WORK TO COMPLETE =>
Answer these questions about the hearing transcript.
(a) When the ROSCOs were sold, was it common practice, according to Mr MacKenzie, to give financial buyers equal access to management?
(b) What does Mr Massie suggest the management could have been given in place of any promise that they could join the bids?
(c) How did the preliminary bid from Mr Roberts's side compare with the ultimately successful bids?

PASSAGE SHOWN =>
What is the answer to that for us? Is it to say that management
cannot be part of any bids in any future situation so that at
least every other bidder progresses on grounds of equal ignorance?
(Mr MacKenzie) Buyouts are gradually
changing as time goes on and as the market matures. The current
vogue and the best answer seems to be that financial buyers, people
like myself and other people who back the successful management
bids, are actually given equal opportunity to deal with the management
team so the management cannot select one single buyout backer,
that actually they can only work alongside and with all the financial
buyers on equal terms. The financial buyers are given the same
access to management, the same time to ask questions and the buyout
team cannot say they are actually working with another team and
they do not want to answer that question or, worse, they will
answer it in a way which makes you more concerned rather than
less. That is a fairly recent development and was not common practice
at the time of the sale of the ROSCOs.
32. Obviously we not only have to look at
this but draw what lessons we can for the future. Do you think
it is feasible for us to say in situations where management want
to be part of a bid which is successful that every bidder is instructed
that they have to leave a certain proportion of the cake for the
management so that the management wins whatever happens and at
least then they have an interest in all bids being successful
equally? Or is there another way of dealing with it that we ought
to be thinking of?
(Mr MacKenzie) You have to look
at every case on its own merits. In a business where the management
are fairly fresh to it, they can work equally as well with any
other financial buyer rather than picking one and selecting that
one above everyone else. The financial buyers are well used to
that today; they may not have been when the ROSCOs were sold.
They are very comfortable bidding on that basis. What it means
is they bid against each other rather than bid against other third
parties. That encourages price competition.
(Mr Massie) Mr MacKenzie is one
of the leading experts in this field and his view must have merit.
Not being a specialist who is doing this every month, I look back
on this and wonder why the management were allowed to participate
in that these three companies were artificial companies, effectively
created for the transactions with the management being set up.
It seems to me that it should have been possible to devise a structure
whereby they were given contracts for a period of time, perhaps
with a performance incentive, to complete a successful privatisation
but with no promise that they could participate in the bids, in
fact perhaps even a prohibition. I have a sneaking feeling, and
it can be no more than that, that if that structure had been set
up, which would have created the level playing ground which Mr
MacKenzie has talked about, it would have received more interest
from outside bidders. It is an entirely theoretical argument and
it is different in this situation where the companies and the
management were set up for the specific reason of privatisation
rather than a decision to privatise an existing trading business
as a whole.
33. Mr Roberts, do you have anything to
add to that?
(Mr Roberts) No; those are full
answers.
34. What did you think of the price for
which these were sold at the time? What was your initial reaction?
Did you think they went for too much, too little, or did that
seem a reasonable price?
(Mr Roberts) At the time we put
a preliminary bid in, as the National Audit Office report shows,
which was lower than the ultimately successful bids. I suspect
our price indications were rising during the due diligence process
rather than falling but my feeling at the time when the prices
were announced were that they were good prices, which, had we
placed a bid, we would probably have struggled to have matched
quite frankly. With hindsight, I could not have been more wrong,
but that was my view at the time.
(Mr Massie) Our bids would have
been there or thereabouts the prices which were achieved.
(Mr MacKenzie) I thought the bids
were, given the circumstances, not bad. I thought it was a pretty
good outcome for the vendor, given the circumstances.

RECORDS SUPPLIED =>
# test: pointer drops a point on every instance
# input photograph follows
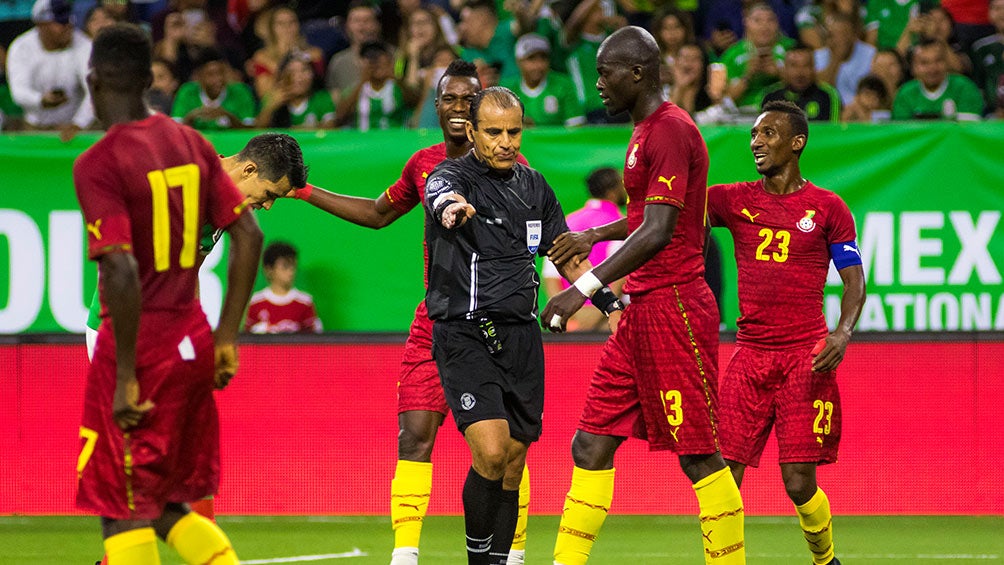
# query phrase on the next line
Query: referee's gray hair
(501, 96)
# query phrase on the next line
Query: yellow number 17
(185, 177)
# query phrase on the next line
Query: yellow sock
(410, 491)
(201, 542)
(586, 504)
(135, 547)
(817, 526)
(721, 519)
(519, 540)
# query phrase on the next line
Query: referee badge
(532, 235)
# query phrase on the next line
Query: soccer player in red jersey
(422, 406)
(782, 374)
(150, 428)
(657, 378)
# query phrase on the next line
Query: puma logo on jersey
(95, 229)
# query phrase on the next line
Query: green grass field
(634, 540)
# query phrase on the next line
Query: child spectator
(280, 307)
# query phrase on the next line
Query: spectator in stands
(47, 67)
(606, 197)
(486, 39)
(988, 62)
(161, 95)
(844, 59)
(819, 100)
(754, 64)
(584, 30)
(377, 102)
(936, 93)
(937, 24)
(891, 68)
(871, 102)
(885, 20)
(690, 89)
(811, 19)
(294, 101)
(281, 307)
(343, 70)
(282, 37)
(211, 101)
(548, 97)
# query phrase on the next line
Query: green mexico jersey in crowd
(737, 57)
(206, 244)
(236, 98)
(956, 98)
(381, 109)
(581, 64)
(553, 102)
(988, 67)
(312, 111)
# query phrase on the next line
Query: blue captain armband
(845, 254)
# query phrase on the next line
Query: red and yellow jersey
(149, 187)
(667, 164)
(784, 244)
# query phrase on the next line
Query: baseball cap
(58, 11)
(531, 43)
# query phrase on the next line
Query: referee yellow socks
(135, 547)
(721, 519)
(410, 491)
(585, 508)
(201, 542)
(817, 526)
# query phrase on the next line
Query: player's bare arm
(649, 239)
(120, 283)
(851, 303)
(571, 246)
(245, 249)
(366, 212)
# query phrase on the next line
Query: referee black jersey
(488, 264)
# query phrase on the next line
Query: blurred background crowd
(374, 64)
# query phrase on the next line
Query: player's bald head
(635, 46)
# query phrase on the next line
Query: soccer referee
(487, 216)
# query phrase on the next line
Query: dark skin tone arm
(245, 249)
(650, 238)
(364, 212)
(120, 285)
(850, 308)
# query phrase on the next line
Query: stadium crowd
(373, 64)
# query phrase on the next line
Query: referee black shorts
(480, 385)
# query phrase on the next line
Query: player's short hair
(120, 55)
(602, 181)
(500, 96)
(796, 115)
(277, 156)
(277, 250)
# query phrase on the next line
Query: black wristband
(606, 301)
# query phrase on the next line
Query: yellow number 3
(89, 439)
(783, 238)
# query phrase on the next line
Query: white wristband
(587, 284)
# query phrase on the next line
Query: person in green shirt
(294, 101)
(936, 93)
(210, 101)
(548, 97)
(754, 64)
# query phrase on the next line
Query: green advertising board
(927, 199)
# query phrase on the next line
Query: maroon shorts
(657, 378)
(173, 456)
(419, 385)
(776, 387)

==

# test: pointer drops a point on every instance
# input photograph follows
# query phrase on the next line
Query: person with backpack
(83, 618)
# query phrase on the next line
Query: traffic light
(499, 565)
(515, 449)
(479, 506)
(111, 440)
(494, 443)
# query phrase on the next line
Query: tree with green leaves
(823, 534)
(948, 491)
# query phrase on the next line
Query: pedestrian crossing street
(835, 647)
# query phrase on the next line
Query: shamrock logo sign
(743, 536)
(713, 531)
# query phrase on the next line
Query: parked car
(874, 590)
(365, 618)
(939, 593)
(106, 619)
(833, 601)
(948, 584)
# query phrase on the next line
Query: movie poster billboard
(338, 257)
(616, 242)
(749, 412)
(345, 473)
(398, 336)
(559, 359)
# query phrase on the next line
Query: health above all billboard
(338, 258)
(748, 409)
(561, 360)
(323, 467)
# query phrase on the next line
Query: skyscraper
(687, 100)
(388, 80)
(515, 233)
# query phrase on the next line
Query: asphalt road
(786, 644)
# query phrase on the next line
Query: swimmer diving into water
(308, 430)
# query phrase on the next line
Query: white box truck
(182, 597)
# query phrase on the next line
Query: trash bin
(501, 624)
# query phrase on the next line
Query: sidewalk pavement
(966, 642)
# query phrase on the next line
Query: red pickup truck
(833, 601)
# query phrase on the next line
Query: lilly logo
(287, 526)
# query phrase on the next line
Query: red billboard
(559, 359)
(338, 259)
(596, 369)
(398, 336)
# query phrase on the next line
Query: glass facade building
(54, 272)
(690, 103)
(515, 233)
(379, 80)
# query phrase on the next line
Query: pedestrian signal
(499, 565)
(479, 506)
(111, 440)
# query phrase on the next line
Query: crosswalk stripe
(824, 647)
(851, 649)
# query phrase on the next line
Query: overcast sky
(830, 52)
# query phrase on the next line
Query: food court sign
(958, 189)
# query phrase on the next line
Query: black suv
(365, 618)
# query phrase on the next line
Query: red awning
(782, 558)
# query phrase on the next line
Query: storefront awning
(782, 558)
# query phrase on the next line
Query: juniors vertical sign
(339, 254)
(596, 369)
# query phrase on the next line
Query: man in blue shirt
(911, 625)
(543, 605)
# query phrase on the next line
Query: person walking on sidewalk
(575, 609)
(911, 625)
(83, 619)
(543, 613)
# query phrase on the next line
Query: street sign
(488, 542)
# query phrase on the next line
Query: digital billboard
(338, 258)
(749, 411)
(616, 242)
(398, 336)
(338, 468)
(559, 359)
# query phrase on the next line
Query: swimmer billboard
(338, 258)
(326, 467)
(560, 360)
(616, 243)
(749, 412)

THE ANSWER =>
(a) No. It is a fairly recent development and was not common practice at the time of the sale of the ROSCOs.
(b) Contracts for a period of time, perhaps with a performance incentive, to complete a successful privatisation.
(c) It was lower than the ultimately successful bids.